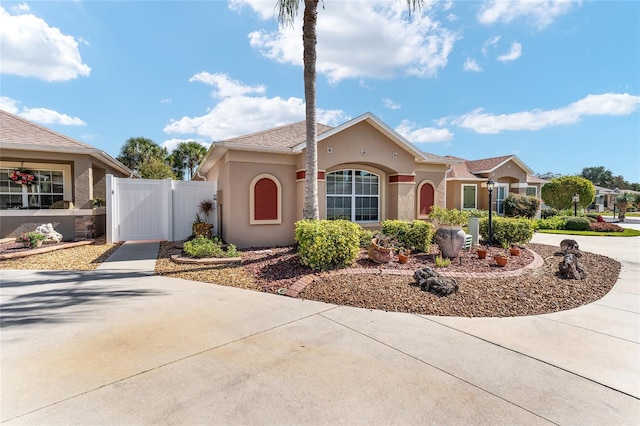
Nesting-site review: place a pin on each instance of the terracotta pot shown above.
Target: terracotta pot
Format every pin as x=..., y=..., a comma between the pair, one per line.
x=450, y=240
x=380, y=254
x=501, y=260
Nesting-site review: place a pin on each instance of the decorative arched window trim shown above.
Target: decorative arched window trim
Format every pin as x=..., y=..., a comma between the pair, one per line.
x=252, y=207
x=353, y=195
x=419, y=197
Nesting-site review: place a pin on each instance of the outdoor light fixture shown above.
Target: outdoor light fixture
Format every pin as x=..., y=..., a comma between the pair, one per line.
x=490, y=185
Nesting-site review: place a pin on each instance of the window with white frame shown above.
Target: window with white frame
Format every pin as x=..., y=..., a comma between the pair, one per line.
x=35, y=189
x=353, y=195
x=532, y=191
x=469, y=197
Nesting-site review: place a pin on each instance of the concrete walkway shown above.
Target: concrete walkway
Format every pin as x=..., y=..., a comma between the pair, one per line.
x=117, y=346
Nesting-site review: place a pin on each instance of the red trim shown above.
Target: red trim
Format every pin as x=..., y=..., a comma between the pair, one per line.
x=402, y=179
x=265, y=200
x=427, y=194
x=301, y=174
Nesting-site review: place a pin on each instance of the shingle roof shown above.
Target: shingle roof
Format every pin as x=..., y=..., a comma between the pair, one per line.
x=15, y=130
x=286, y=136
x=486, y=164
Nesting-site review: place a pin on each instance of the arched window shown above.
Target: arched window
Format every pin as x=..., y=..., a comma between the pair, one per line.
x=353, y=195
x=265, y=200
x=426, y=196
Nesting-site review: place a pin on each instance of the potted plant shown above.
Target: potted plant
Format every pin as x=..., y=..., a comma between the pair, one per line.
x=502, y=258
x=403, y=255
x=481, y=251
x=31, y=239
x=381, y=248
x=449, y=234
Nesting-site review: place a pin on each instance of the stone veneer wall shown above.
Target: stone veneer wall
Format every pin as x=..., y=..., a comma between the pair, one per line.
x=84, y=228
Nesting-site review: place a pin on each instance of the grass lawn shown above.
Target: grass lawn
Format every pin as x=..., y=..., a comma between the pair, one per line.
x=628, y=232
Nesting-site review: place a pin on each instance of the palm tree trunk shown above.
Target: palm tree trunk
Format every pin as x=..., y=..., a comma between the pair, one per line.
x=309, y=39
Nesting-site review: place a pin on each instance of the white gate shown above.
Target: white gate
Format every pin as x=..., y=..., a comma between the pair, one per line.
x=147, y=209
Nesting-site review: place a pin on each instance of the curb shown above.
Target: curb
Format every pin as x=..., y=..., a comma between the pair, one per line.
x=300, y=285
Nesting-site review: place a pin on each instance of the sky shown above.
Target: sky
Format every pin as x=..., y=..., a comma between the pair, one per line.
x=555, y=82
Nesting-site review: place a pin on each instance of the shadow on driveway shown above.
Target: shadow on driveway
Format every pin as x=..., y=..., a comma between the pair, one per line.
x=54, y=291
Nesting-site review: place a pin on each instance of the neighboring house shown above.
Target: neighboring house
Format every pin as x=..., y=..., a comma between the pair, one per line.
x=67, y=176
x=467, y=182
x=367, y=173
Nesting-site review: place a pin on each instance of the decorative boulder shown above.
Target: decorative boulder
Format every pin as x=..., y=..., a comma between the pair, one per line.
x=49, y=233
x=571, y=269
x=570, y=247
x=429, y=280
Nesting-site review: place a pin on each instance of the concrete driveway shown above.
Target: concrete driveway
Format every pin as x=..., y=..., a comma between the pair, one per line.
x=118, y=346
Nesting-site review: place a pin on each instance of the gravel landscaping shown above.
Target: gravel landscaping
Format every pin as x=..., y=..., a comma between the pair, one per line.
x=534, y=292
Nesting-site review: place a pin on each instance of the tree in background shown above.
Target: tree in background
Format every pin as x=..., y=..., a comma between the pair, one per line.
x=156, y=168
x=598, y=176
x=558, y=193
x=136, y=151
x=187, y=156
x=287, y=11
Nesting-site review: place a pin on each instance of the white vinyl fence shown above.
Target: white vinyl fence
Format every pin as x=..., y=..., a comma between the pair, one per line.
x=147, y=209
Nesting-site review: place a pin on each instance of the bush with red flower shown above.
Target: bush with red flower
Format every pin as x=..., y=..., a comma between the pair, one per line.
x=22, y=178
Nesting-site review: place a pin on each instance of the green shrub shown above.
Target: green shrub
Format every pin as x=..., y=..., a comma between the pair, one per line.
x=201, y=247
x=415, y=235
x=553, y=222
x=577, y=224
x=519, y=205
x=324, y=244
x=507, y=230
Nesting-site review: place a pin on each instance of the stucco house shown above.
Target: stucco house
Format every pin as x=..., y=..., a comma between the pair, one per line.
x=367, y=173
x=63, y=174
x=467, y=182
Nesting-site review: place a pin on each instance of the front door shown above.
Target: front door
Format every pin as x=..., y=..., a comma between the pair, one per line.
****************************************
Rewrite the records from the line containing "Nesting-site review: place a pin on each instance of the red" through the line containing "x=309, y=39", moving each pin's x and y coordinates up by 86 and leaving every other line unchanged.

### Response
Nesting-site review: place a pin on each instance of the red trim shown above.
Target: red trim
Format every pin as x=..., y=..., a comma between the pair, one per line.
x=488, y=265
x=351, y=286
x=513, y=280
x=387, y=260
Nesting-site review: place a pin on each instance of the shingle roof shown above.
Target: shingle roof
Format every pin as x=..., y=..., a comma between the pair, one per line.
x=101, y=216
x=372, y=222
x=572, y=250
Nesting-site review: place a pin on each instance of the arched window shown above.
Target: arched window
Format every pin as x=..., y=..., a comma between the pair, one per line.
x=439, y=281
x=351, y=286
x=512, y=282
Nesting-site review: place a pin on each instance of the potted plant shown above.
Target: potted plant
Format every pin as x=..., y=..., a comma between the pair, one per line.
x=588, y=344
x=489, y=341
x=567, y=337
x=117, y=325
x=467, y=334
x=535, y=320
Nesting-site review: place a pin on each instance of the stone veneer wall shown above.
Target: stone veneer wall
Format every pin as x=..., y=..., a comma between the pair, one per line.
x=170, y=314
Nesting-site review: place a pin on each instance of the grass lawn shown above.
Target: grass lawn
Format every pin as x=..., y=..., a comma between the pair, one per line.
x=714, y=318
Nesting-site review: place a pin on each instance of the palm tree trunk shown above.
Target: palm tree trunk
Format every pin as x=..., y=..., a comma between the pair, one per line.
x=395, y=125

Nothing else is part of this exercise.